--- Begin Provided information ---

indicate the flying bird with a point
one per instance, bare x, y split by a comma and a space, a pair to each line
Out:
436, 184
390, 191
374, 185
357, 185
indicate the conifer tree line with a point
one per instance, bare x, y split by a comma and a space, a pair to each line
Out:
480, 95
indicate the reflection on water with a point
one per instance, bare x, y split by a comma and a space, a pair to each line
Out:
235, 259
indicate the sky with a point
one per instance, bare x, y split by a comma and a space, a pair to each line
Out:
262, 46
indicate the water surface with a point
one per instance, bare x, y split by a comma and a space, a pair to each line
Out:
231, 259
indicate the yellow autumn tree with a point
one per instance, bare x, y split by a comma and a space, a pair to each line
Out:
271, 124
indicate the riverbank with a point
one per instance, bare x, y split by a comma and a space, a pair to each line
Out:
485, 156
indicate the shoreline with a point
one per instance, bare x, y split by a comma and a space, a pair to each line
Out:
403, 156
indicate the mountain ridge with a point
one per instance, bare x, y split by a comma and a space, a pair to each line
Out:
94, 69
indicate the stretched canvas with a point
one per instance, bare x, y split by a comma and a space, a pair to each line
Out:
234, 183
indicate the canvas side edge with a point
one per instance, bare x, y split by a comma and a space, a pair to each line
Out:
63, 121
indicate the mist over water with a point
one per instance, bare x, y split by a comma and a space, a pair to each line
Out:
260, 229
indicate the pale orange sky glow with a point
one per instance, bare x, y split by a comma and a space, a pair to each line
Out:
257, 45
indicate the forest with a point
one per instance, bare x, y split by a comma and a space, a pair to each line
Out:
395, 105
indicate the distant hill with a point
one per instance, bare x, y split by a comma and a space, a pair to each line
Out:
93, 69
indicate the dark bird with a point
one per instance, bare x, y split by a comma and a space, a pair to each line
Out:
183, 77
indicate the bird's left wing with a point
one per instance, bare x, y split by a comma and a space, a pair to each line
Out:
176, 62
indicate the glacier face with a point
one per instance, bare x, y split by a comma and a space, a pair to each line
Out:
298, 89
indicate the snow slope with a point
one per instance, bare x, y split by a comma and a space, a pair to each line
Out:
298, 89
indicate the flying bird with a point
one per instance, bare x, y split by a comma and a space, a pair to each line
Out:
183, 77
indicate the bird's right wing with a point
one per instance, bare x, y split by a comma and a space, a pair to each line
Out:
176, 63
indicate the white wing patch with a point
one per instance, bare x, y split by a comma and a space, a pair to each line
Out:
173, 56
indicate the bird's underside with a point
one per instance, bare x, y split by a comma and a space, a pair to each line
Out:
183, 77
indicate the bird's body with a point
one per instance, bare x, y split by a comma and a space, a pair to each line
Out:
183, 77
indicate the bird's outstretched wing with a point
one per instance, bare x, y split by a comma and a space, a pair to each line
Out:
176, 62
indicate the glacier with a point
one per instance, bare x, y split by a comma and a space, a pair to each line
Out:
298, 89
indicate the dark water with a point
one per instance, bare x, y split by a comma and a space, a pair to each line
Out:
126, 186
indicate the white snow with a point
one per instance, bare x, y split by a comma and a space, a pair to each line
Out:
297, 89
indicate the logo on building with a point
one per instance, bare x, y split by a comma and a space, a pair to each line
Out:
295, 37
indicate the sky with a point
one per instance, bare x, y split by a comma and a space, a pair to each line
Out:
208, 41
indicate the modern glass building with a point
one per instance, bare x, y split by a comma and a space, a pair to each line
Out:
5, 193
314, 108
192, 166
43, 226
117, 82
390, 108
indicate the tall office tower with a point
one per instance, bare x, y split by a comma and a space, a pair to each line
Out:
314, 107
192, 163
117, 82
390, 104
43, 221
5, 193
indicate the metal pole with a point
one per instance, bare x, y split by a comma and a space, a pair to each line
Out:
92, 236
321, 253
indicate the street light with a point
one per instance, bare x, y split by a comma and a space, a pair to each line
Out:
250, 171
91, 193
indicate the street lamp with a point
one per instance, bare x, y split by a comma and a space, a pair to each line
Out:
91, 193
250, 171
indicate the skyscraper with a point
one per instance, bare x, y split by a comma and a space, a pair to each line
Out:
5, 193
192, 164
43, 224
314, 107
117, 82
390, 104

--- End Provided information ---

Problem statement –
Retype every line of the material above without changing anything.

Exercise response –
indicate the flying bird with a point
one per instance, bare x, y split by a comma and a space, a pair to each line
Out:
436, 184
390, 191
374, 185
357, 185
indicate the conifer tree line with a point
one per instance, bare x, y split by a comma and a space, a pair to each line
Out:
480, 95
indicate the reflection on water with a point
one per instance, bare x, y split by a comma and a space, a pair to each line
Out:
235, 259
indicate the sky with a point
one per instance, bare x, y split by a comma and a space, a pair to each line
Out:
262, 46
indicate the water surface with a point
one per instance, bare x, y split by a comma and a space, a pair to each line
Out:
231, 259
indicate the yellow autumn tree with a point
one per instance, bare x, y split by a comma and a space, a pair to each line
Out:
271, 124
indicate the riverbank with a point
one per instance, bare x, y split by a comma and a space, a pair to each line
Out:
485, 156
indicate the shoreline with a point
one per instance, bare x, y split by a comma and a space, a pair to each line
Out:
403, 156
indicate the mountain ridge with a point
one per instance, bare x, y split by a comma and a space, a pair to each line
Out:
94, 69
indicate the stretched canvas with a point
one per instance, bare x, y split by a comma and a space, a pair to each line
Out:
234, 183
indicate the canvas side edge with a point
one per instance, bare x, y split by a comma and a space, a pair to each line
Out:
63, 121
indicate the mist over water with a point
one per instance, bare x, y split by a comma and a space, a pair to each line
Out:
260, 229
indicate the pale orange sky glow with a point
one per instance, bare x, y split by a comma and a space, a pair to each line
Out:
257, 45
indicate the forest with a point
one per instance, bare x, y split by a comma and a space, a pair to each line
Out:
395, 105
indicate the distant hill with a point
one per instance, bare x, y split by a comma and a space, a pair to each line
Out:
93, 69
indicate the dark bird with a point
one per instance, bare x, y split by a comma and a space, a pair to each line
Out:
183, 77
indicate the bird's left wing with a point
one per instance, bare x, y split by a comma and a space, a pair to each line
Out:
176, 62
indicate the glacier face with a point
one per instance, bare x, y split by a comma and a space, a pair to each line
Out:
298, 89
indicate the snow slope with a point
one per instance, bare x, y split by a comma and a space, a pair to each line
Out:
298, 89
indicate the flying bird with a point
one per instance, bare x, y split by a comma and a space, a pair to each line
Out:
183, 77
indicate the bird's right wing with a point
one per instance, bare x, y split by a comma and a space, a pair to each line
Out:
176, 63
indicate the white wing patch with a point
one per instance, bare x, y split by a comma and a space, a pair to each line
Out:
173, 56
indicate the bird's underside with a point
one per instance, bare x, y split by a comma and a space, a pair to each line
Out:
183, 77
indicate the bird's body with a point
one per instance, bare x, y split by a comma and a space, a pair to each line
Out:
183, 77
indicate the bird's outstretched wing with a point
one per instance, bare x, y split by a comma and a space, a pair to each line
Out:
176, 62
indicate the glacier with a point
one per instance, bare x, y split by a comma and a space, a pair to each line
Out:
298, 89
indicate the dark water with a point
one per instance, bare x, y split by a comma and a space, a pair to each line
Out:
126, 186
indicate the white snow with a point
one per instance, bare x, y split by a comma and a space, a pair to each line
Out:
297, 89
indicate the logo on building with a point
one per instance, bare x, y split by a comma and a space, a pair to each line
Out:
295, 37
indicate the sky with a point
one per instance, bare x, y split by a comma and a space, a pair to each line
Out:
208, 41
indicate the modern glass building with a point
one per instance, bare x, y split by a comma and a space, a pair to each line
Out:
5, 193
314, 108
192, 166
43, 226
117, 82
390, 108
indicate the tall office tower with a point
one per instance, bare x, y split by a comma and a space, a pair to each line
Out:
314, 107
192, 163
117, 82
390, 104
43, 221
5, 193
indicate the metal pole with a point
one per instance, bare x, y split by a comma and a space, a pair to each line
Out:
92, 236
321, 253
indicate the street light with a point
one per instance, bare x, y split by a comma and a space, a pair to each line
Out:
250, 171
91, 193
indicate the street lamp with a point
one per instance, bare x, y split by a comma and a space, a pair to each line
Out:
91, 193
250, 171
indicate the skyscraper with a point
one per instance, bare x, y split by a comma and a space, a pair to each line
Out:
5, 193
192, 164
43, 224
314, 107
117, 82
390, 104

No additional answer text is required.